Scan the records below for the line containing "Please point out the green foliage, one" and the line containing "Please point out the railroad". Copy both, plus every line between, exactly.

(Saved data entries)
• • • •
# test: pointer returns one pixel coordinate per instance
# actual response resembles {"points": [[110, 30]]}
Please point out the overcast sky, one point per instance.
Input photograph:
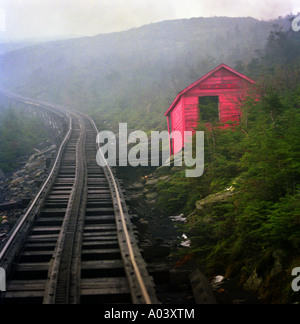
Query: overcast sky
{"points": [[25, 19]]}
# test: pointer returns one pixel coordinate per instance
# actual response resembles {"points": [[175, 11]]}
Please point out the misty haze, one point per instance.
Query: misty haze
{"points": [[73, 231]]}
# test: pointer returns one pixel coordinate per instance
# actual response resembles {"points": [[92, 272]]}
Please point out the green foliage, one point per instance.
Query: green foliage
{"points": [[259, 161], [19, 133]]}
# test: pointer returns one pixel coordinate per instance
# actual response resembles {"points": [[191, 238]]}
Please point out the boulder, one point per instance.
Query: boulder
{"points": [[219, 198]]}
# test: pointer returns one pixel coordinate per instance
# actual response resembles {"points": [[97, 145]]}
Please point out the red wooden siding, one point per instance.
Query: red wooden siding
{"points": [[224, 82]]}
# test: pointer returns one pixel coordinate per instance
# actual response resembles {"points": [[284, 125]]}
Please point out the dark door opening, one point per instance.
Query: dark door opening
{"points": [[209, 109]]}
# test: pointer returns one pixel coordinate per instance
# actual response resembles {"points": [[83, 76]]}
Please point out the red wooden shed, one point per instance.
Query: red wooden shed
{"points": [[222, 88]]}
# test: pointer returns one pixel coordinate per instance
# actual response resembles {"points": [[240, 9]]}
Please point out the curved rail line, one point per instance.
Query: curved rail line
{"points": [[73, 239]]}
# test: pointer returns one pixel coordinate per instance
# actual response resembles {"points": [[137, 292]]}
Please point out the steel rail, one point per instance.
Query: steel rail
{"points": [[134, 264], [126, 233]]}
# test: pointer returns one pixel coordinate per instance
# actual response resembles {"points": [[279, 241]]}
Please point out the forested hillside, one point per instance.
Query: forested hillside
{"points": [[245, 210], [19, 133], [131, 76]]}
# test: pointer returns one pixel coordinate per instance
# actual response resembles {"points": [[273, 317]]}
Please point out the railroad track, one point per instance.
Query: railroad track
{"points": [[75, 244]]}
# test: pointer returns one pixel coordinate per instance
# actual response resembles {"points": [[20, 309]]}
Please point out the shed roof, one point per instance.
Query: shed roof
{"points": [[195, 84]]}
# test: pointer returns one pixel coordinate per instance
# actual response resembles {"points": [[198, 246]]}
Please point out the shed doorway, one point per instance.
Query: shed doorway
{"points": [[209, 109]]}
• • • •
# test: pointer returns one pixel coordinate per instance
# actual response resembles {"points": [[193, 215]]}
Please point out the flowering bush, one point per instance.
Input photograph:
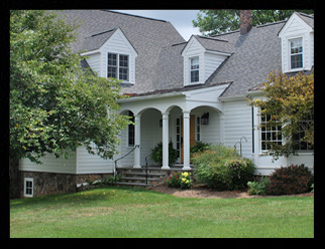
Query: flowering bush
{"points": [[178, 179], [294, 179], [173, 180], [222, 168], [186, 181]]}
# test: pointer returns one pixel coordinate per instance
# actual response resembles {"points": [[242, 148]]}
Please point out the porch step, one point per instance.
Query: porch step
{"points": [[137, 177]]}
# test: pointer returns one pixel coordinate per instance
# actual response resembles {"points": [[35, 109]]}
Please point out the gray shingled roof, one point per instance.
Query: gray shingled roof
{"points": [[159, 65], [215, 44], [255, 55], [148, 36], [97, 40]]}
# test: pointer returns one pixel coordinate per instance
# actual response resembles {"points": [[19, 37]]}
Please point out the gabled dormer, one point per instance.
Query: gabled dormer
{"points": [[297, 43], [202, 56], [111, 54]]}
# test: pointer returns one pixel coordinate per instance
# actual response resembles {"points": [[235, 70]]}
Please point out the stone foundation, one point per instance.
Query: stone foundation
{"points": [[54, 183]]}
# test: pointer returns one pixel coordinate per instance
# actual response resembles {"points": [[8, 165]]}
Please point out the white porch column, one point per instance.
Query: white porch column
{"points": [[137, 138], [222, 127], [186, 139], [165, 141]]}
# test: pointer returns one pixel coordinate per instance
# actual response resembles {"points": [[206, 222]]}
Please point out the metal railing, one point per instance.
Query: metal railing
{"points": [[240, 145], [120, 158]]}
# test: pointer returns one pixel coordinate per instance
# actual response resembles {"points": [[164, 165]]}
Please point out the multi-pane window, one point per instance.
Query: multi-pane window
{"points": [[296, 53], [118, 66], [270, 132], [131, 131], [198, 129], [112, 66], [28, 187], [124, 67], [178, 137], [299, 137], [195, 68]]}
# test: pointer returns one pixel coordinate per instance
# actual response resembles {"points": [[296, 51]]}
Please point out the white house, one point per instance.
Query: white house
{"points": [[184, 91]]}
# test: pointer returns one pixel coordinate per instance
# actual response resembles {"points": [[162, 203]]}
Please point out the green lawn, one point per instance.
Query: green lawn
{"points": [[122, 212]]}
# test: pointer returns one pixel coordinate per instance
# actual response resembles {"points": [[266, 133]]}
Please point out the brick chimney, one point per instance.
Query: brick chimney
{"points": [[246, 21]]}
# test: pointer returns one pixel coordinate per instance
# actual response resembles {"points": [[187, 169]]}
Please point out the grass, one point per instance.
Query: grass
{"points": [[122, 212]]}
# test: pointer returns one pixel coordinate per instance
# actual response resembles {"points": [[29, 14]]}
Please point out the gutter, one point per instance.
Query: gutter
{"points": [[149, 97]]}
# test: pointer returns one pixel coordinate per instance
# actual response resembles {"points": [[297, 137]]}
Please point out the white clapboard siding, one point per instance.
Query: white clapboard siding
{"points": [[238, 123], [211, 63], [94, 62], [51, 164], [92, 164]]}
• • • •
## WORKED SOLUTION:
Please point out the green foliage, one point per instance.
Query: green foliage
{"points": [[259, 161], [19, 133]]}
# test: pointer returns one pixel coordinate per instance
# actual response resembles {"points": [[191, 238]]}
Please point out the boulder, one point per instance.
Query: boulder
{"points": [[219, 198]]}
# test: pointer returns one pixel coordinate per instance
# actual response resembles {"points": [[97, 145]]}
Please point out the red wooden siding, one point per instance.
Query: red wooden siding
{"points": [[224, 82]]}
# test: pointer returns one pixel coordinate per instance
# actual response resembles {"points": [[284, 125]]}
Please point out the dark door opening, one point per instance.
Query: dark door opening
{"points": [[209, 109]]}
# test: pointer returns one pixel coordinate per instance
# actual response resembles {"points": [[83, 76]]}
Please point out the red wooden shed, one point per instance.
Query: red wooden shed
{"points": [[222, 88]]}
# test: pointer returns one pixel coordinate per instance
# actual response resembles {"points": [[240, 9]]}
Please point out the curved rail line, one point per instance.
Query: curved rail line
{"points": [[73, 239]]}
# test: pointer returns one pixel coordinate per instance
# actual response resembles {"points": [[137, 292]]}
Please point out the steel rail, one point per instance.
Query: steel rail
{"points": [[134, 264], [126, 233]]}
# test: pointer returns one pixel coordinate per instance
# actual response resembles {"points": [[279, 241]]}
Please point out the forested hillside, one point per instance.
Query: forested hillside
{"points": [[245, 210], [19, 133], [131, 76]]}
# test: pointer returns one pixel coordinate per instance
# actual response resembles {"points": [[273, 317]]}
Please point out the railroad track, one point per instance.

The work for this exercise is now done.